* _Quoted passage_:
=====

Several genes, instrumental in podocyte homeostasis, have been reported to be associated with genetic forms of FSGS and these findings have propelled the field of podocyte biology in the last decade (Table 1) [62]. Numerous genetic defects have been associated with FSGS [63] and these genetic forms account for a significant proportion of patient with steroid-resistant disease in young children [64, 65]. Most of the genetic defects are located in genes coding for proteins involved in glomerular basement membrane formation and/or podocyte biology. Both autosomal dominant and autosomal recessive inheritance have been described. As penetrance is not 100% the detection of familial or genetic FSGS can be difficult. A family history and onset in early life are suggestive for genetic forms of FSGS. Histology does not allow for the differentiation between genetic and nongenetic forms of FSGS except in NPHS1 and alpha-actinin-4 mutations. The usefulness of genetic testing in the setting is disputed and is dependent on the presence of a familial history and onset in early life [19, 66]. In the first year of life the most common causes of genetic FSGS are mutations in nephrin and podocin genes which present in an autosomal recessive manner and with a full blown nephrotic syndrome. In contrast, during adolescence and early adulthood most cases of genetic FSGS are caused by autosomal dominant forms caused by mutations in TRPC6 and alpha-actinin-4 [18, 19]. Genetic abnormalities in the inverted formin 2 gene may be one of the more common forms of hereditary FSGS [67]. FSGS in adulthood is rarely caused by a genetic abnormality and often proteinuria is not massive [19]. Commercial tests are currently available to detect NPHS1 and NPHS2 mutations but not the alpha-actinin-4, TRPC6, or CD2AP genes.

It is well established that FSGS is more prevalent and the course of disease is more severe as well in African American individuals. Besides socioeconomic factors, genetic factors such as variants in the apolipoprotein 1 gene are closely related to the development of nondiabetic kidney diseases in African Americans. Initial studies pointed to variants in the MYH9 gene (which is located closely to the APOL1 gene) as risk factor for kidney disease in African Americans [68, 69]. Subsequent studies showed that, however, a strong linkage disequilibrium exists in the chromosomal region of APOL1 and MYH9, and it is now accepted that the MYH9 haplotype simply reflects APOL1 variation [70]. APOL1 risk variants are associated with 17-fold higher odds for FSGS and 29-fold higher odds for HIV-associated nephropathy [71]. In recent studies, APOL1 risk genotype was determined in a subset of patients included in the FSGS Clinical Trial [72]. The 2 risk alleles were predominantly present in African American patients and were associated with collapsing variant and an increased risk of progression to ESRD. Interestingly, APOL1 risk alleles did not influence the response to treatment [72]. These APOL1 risk alleles for kidney disease have been associated with resistance to African trypanosomiasis and are geographically restricted [70, 73, 74]. There is an ongoing discussion whether African American individuals with subnephrotic-range proteinuria, with an FSGS lesion on biopsy associated with only segmental foot process effacement, and with the APOL1 risk alleles should receive a diagnosis of FSGS or should alternatively by diagnosed with APOL1-associated nephropathy.

=====

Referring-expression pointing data
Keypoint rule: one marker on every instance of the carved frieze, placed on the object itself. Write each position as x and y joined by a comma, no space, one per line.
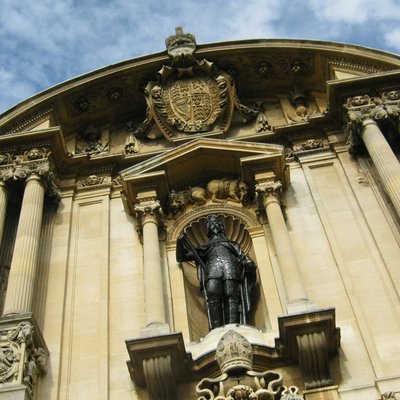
391,396
93,182
310,145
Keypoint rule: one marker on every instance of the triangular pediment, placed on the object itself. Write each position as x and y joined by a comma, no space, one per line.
199,161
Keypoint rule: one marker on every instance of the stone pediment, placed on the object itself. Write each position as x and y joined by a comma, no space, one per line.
201,160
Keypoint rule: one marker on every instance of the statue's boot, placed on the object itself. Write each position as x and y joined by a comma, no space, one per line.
232,315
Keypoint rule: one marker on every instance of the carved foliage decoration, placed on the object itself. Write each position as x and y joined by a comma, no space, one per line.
238,380
217,191
90,142
383,109
20,361
18,167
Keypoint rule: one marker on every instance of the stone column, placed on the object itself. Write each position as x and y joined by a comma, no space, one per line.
385,161
3,207
268,191
363,115
149,212
23,266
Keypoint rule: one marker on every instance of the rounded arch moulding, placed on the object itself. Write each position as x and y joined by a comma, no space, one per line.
200,161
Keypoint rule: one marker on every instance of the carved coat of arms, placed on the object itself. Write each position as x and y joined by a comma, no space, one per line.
190,96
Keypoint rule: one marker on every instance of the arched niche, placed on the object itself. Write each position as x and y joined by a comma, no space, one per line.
240,224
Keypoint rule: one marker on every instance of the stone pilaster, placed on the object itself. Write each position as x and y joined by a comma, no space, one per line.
23,266
268,191
364,115
3,207
24,358
149,213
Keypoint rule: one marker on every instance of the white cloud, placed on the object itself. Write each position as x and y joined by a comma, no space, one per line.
46,42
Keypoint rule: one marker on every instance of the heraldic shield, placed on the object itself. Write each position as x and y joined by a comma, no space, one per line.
191,104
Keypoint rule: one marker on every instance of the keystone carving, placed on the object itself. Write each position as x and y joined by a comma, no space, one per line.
90,142
300,109
217,191
238,380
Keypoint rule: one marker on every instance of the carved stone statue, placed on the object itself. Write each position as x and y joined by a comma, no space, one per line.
227,276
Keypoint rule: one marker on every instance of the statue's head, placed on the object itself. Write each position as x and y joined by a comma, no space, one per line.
214,226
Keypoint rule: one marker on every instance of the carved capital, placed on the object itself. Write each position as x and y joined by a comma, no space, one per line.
268,190
23,353
36,161
148,209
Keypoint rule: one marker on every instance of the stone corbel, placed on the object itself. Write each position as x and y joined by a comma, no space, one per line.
313,359
160,378
23,355
159,363
309,339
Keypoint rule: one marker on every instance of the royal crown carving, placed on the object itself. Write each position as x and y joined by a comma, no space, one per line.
190,96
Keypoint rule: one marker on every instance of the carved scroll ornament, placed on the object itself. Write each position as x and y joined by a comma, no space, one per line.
190,96
238,380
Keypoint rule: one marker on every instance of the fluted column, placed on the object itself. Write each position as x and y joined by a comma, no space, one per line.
23,266
268,191
364,114
385,161
148,210
3,207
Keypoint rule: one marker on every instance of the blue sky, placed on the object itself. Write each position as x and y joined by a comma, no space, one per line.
45,42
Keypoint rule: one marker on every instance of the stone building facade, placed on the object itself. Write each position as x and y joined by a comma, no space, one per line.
292,145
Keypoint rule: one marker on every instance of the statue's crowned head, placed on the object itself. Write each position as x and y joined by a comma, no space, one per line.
214,227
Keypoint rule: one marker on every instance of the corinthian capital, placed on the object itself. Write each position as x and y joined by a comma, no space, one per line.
24,356
148,208
267,189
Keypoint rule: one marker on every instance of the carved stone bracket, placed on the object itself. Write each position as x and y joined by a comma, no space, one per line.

=====

In the text on genetic forms of FSGS, how would you render the sentence "Both autosomal dominant and autosomal recessive inheritance have been described." in Spanish? These entries were drawn from a source separate from the text.

* _Response_:
Se han descrito tanto la herencia autosómica dominante como la autosómica recesiva.